*Information given*:
######

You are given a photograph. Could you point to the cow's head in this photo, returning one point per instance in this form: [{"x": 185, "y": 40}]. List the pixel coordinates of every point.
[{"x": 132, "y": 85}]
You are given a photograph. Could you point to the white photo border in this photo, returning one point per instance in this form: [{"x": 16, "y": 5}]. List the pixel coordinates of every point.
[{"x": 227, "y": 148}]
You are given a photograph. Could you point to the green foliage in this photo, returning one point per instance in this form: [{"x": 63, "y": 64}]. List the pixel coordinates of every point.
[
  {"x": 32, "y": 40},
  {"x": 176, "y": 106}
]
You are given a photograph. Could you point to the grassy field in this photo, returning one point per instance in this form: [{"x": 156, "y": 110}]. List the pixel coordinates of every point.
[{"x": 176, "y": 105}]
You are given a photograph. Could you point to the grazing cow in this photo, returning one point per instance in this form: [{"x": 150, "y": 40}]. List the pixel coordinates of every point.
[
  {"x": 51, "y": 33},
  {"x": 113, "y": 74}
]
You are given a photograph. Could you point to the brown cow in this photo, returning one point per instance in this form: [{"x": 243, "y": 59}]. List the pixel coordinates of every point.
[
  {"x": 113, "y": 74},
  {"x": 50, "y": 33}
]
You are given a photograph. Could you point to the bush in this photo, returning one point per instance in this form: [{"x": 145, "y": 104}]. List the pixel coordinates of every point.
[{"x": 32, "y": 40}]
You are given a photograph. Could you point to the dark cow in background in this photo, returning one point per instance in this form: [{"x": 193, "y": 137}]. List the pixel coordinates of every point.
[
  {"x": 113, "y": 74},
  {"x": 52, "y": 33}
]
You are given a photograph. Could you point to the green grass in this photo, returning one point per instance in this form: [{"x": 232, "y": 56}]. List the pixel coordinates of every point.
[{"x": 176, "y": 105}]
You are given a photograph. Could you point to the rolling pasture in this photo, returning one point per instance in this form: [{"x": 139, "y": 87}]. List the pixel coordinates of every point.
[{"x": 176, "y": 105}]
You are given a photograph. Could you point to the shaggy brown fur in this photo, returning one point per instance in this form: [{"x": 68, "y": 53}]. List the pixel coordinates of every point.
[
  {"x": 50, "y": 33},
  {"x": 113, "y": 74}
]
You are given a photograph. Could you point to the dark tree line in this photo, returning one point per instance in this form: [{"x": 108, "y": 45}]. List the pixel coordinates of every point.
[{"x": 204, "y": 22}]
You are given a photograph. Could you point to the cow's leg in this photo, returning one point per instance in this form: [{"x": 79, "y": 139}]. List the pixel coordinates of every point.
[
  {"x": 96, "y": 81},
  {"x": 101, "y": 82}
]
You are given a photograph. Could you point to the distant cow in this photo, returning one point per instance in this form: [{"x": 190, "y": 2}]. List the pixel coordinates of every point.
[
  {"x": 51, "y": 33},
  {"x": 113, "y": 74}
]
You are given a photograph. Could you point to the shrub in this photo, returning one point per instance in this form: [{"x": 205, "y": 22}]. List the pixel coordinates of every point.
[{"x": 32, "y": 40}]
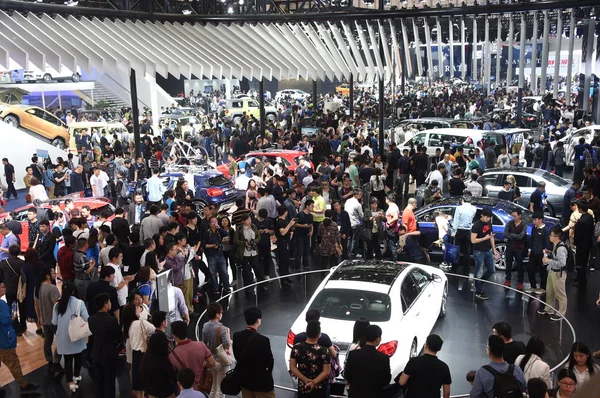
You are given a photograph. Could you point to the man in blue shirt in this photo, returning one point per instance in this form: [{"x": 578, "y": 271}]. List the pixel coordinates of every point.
[{"x": 483, "y": 386}]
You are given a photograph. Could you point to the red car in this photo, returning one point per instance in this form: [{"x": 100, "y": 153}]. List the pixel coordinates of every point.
[
  {"x": 291, "y": 159},
  {"x": 96, "y": 205}
]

######

Quote exactly, and only, the lines from the line containing "You are given a photograph. Could you point to the rolling" through the final line of the records above, both included, omitting any pictures.

You are given a photograph. Could you point to the rolling pasture in this photo, returning one point per instance in this form: [{"x": 139, "y": 87}]. List the pixel coordinates of every point.
[{"x": 176, "y": 105}]
You are given a photograph. Could you point to the shaggy brown fur in this photo, returning one point per instance in this form: [{"x": 68, "y": 53}]. List the pixel coordinates of every point.
[
  {"x": 50, "y": 33},
  {"x": 113, "y": 74}
]
You are given a photograph. Could you point to the dark tree line in this photo, returning one point per instance in this form: [{"x": 108, "y": 45}]. List the pixel coordinates of every point.
[{"x": 204, "y": 22}]
You are given a photograph. Could you point to the cow's leg in this photo, returning one point per instance in this form: [{"x": 79, "y": 139}]. List the pixel coordinates of every point.
[
  {"x": 96, "y": 81},
  {"x": 101, "y": 82}
]
You are given a photograph. Could you point to the distant cow in this photo, returning one point per instance in this form: [{"x": 190, "y": 2}]. List the pixel coordinates of every point.
[
  {"x": 51, "y": 33},
  {"x": 113, "y": 74}
]
You are given a photograph. Could you point to the shrub in this photo, returning one point per instance in this form: [{"x": 205, "y": 22}]. List the pixel coordinates of every point.
[{"x": 32, "y": 40}]
You are given a photograph. Could you point to the man in blue shirt in this photo, returning one point per instance in this form: [{"x": 578, "y": 271}]. List the pixel coordinates of every point.
[{"x": 483, "y": 386}]
You are given a photograph. Could you point to the red car in this photo, returning one point per instance in this form: [{"x": 100, "y": 153}]. List the pixel coordinates of every point.
[
  {"x": 291, "y": 159},
  {"x": 96, "y": 205}
]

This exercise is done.